#### Records for processing

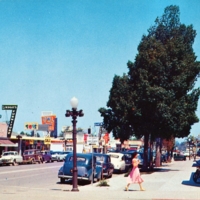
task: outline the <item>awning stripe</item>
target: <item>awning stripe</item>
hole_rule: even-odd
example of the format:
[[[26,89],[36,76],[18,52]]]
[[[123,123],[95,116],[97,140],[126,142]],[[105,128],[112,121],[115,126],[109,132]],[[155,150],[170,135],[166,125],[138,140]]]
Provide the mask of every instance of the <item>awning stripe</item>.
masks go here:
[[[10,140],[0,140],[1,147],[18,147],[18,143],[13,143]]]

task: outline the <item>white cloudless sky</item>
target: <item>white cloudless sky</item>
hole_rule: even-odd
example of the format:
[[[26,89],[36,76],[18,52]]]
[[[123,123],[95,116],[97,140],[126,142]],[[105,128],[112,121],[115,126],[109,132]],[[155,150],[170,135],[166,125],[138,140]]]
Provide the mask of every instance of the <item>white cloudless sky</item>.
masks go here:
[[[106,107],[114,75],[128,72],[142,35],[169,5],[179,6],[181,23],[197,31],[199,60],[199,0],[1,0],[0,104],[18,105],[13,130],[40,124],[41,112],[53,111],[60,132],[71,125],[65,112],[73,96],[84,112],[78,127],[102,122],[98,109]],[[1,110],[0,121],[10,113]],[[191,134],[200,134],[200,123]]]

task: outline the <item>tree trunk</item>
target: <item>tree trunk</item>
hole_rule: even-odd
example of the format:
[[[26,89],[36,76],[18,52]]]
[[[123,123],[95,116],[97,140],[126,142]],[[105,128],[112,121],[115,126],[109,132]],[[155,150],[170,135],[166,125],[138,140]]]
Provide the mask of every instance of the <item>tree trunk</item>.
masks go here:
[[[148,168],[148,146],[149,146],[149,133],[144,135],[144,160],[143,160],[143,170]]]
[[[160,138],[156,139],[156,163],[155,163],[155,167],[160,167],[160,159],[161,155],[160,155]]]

########
#### Records for processing

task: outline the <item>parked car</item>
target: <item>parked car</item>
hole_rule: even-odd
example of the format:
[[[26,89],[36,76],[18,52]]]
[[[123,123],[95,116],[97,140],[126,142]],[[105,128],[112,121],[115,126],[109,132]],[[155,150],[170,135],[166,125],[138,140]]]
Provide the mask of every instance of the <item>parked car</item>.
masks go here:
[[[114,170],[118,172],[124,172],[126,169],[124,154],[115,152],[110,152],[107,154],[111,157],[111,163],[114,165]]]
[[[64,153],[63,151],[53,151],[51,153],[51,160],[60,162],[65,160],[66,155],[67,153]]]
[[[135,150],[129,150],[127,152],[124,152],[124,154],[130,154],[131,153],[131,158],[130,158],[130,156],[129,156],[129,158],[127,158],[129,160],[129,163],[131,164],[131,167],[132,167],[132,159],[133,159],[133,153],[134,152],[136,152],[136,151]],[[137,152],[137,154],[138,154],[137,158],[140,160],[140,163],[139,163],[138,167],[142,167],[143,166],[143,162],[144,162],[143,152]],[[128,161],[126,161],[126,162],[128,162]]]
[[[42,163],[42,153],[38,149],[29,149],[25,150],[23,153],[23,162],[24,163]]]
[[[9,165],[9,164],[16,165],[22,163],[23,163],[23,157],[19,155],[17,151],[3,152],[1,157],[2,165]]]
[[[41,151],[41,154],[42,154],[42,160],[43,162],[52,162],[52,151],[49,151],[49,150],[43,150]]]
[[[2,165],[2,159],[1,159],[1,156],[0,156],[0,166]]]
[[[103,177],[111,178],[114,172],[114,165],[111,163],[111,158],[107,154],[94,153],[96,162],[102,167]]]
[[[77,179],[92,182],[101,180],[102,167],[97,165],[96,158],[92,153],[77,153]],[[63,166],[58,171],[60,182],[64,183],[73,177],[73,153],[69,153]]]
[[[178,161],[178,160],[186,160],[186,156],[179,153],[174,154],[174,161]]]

########

## What needs to be done
Tally the lines in the entries above that contain the string "white" and reply with only the number.

## Task answer
3